======== Record set

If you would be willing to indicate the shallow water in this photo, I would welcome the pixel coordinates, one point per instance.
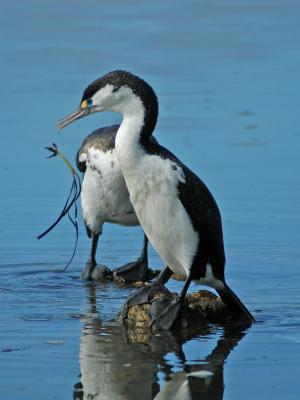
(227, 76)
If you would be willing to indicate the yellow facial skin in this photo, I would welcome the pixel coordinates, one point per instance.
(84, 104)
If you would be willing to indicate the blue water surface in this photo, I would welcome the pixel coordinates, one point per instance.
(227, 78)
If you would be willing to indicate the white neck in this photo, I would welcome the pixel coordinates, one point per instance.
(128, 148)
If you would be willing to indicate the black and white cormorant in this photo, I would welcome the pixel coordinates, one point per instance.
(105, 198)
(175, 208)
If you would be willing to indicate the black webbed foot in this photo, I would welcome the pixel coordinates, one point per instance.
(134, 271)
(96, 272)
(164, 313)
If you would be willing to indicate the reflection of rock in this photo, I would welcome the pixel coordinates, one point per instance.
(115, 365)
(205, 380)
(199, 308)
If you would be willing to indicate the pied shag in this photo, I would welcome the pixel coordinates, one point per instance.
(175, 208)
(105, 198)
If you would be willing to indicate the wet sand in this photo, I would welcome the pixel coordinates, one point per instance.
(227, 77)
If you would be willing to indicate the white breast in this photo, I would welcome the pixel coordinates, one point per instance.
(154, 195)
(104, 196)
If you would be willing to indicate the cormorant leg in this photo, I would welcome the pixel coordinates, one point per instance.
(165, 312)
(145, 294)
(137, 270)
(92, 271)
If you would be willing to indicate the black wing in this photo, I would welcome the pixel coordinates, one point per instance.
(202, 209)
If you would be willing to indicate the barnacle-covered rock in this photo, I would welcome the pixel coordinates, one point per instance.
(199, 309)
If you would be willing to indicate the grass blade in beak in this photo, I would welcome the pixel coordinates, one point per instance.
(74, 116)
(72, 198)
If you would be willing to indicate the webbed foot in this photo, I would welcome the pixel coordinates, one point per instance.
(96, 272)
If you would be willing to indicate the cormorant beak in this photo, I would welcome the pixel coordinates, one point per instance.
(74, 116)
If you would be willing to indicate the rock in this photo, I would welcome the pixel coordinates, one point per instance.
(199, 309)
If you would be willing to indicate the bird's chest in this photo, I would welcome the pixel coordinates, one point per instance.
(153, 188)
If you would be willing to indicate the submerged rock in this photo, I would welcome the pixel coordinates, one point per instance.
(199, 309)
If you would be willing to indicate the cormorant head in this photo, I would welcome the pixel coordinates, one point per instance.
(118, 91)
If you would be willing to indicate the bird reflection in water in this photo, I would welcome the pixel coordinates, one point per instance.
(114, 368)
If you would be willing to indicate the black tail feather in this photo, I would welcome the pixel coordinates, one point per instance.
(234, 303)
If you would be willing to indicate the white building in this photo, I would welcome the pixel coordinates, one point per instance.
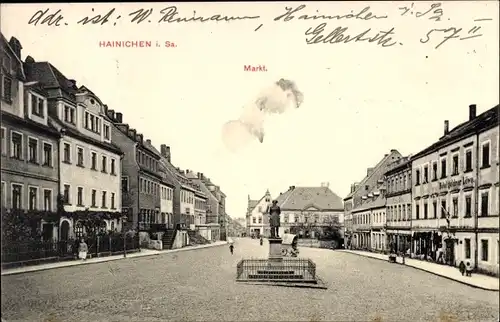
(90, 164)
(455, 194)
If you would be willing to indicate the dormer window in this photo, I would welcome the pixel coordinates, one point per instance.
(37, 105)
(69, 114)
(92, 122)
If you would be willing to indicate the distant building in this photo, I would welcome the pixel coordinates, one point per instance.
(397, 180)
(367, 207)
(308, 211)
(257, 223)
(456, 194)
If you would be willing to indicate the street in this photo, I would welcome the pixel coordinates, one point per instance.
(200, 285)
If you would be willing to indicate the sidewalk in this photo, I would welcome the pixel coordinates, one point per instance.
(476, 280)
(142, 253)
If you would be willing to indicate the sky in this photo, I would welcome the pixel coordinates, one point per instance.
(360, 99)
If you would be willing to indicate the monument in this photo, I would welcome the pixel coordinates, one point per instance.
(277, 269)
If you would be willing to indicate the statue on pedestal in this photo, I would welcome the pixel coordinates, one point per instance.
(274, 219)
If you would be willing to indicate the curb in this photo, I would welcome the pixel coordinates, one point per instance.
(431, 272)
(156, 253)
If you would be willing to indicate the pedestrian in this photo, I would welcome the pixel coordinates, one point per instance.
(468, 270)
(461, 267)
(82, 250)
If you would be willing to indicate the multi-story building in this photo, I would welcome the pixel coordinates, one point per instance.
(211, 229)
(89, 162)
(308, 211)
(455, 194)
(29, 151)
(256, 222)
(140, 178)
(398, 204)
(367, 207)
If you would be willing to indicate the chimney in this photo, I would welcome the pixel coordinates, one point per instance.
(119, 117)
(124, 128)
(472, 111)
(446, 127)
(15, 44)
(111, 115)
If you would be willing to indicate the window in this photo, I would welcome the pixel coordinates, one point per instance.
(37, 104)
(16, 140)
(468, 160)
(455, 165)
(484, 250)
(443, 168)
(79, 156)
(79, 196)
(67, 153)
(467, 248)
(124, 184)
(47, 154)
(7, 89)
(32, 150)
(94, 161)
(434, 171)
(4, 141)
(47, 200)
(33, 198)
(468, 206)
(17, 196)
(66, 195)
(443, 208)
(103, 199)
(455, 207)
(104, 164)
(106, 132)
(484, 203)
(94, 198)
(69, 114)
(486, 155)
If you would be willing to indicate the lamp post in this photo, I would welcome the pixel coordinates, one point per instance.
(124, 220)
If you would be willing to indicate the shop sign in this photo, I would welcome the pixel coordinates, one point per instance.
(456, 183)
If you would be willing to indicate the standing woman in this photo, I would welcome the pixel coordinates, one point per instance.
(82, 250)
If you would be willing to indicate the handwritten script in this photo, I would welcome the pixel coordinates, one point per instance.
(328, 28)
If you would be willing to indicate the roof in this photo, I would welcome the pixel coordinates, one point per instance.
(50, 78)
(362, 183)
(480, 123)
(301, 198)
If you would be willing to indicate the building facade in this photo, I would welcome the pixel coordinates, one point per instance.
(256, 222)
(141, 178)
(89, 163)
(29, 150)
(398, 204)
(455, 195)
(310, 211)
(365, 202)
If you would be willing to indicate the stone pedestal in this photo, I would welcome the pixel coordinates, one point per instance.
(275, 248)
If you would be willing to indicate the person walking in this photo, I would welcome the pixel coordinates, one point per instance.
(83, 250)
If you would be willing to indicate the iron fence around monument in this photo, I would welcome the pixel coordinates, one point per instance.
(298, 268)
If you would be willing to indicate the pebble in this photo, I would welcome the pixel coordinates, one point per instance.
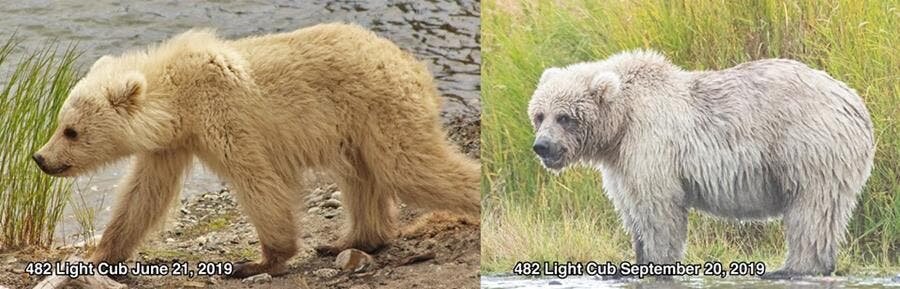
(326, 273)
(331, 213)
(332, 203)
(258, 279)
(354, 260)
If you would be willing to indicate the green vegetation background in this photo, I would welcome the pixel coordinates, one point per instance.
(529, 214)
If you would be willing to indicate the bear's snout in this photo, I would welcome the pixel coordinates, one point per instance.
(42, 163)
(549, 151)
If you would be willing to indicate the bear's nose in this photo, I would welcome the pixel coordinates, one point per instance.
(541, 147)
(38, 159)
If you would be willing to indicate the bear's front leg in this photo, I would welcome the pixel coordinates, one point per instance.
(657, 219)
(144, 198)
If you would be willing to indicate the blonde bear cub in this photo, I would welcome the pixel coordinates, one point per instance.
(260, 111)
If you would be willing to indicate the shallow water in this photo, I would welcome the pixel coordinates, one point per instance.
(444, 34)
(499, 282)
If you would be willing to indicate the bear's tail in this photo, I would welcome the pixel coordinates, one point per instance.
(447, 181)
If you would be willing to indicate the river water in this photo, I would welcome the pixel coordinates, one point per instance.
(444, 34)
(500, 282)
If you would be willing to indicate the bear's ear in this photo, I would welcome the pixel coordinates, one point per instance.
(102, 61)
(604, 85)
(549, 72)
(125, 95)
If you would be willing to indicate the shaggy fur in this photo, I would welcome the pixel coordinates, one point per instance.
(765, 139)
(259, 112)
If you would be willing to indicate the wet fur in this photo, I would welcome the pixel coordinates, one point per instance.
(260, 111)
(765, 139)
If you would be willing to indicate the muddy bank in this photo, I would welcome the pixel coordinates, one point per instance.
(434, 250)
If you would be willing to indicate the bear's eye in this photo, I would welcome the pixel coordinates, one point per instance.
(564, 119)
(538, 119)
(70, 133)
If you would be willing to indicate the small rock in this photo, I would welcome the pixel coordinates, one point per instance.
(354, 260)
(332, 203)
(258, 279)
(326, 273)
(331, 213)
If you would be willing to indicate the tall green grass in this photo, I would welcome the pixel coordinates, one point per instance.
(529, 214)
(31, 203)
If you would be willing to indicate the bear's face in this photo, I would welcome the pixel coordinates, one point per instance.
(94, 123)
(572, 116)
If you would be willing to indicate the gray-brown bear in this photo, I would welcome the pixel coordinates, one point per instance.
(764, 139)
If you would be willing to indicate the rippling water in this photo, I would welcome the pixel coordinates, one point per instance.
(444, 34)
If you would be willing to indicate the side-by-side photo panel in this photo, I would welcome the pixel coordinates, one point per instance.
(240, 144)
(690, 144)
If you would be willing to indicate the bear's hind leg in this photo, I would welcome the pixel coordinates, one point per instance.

================

Taking the line that contains "If you would be willing to indicate the side-by-side" as the first, reproduce every line through the end of the entries exactly.

## Solution to the problem
If you would be willing to indicate the side-by-side photo panel in this photo, I would welcome the pixel coordinates, one point per instance.
(240, 144)
(690, 144)
If you would be willing to indicate the bear's hind leg in this photo, I would welcome the pixel coordinates, one point per instance.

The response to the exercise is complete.